◆ REQUIREMENTS
Find each line in the listing below that contains the string "woman", matching case exactly, and copy those lines.

** Begin **

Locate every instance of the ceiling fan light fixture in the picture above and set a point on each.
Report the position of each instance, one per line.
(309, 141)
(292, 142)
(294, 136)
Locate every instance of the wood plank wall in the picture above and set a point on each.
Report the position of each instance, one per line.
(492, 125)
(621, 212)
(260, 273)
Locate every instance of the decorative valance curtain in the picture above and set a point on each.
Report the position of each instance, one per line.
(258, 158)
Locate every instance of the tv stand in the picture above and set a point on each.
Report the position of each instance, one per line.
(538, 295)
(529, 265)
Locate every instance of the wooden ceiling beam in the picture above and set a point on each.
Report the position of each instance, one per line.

** End **
** Begin **

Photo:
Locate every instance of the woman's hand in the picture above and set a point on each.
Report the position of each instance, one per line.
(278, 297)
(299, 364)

** End **
** Begin **

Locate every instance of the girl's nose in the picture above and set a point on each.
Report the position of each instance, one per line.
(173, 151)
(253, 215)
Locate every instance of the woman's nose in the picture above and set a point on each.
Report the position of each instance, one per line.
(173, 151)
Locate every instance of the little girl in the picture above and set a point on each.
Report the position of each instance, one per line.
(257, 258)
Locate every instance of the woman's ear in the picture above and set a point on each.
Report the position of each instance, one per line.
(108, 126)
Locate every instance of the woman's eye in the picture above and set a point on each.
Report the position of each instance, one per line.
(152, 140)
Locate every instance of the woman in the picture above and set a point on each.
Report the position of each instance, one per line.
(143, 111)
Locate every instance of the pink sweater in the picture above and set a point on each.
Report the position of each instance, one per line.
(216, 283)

** End **

◆ FINAL RESULT
Locate every instance of the woman's hand in the picture above and set a point on each.
Locate every instance of the woman's nose in the picture above and set a point on each.
Locate every instance of the woman's ear in the picture above and set a point on each.
Locate every instance of the woman's eye in the picture above and set a point on each.
Locate every instance of the woman in the picture above and set a point on each.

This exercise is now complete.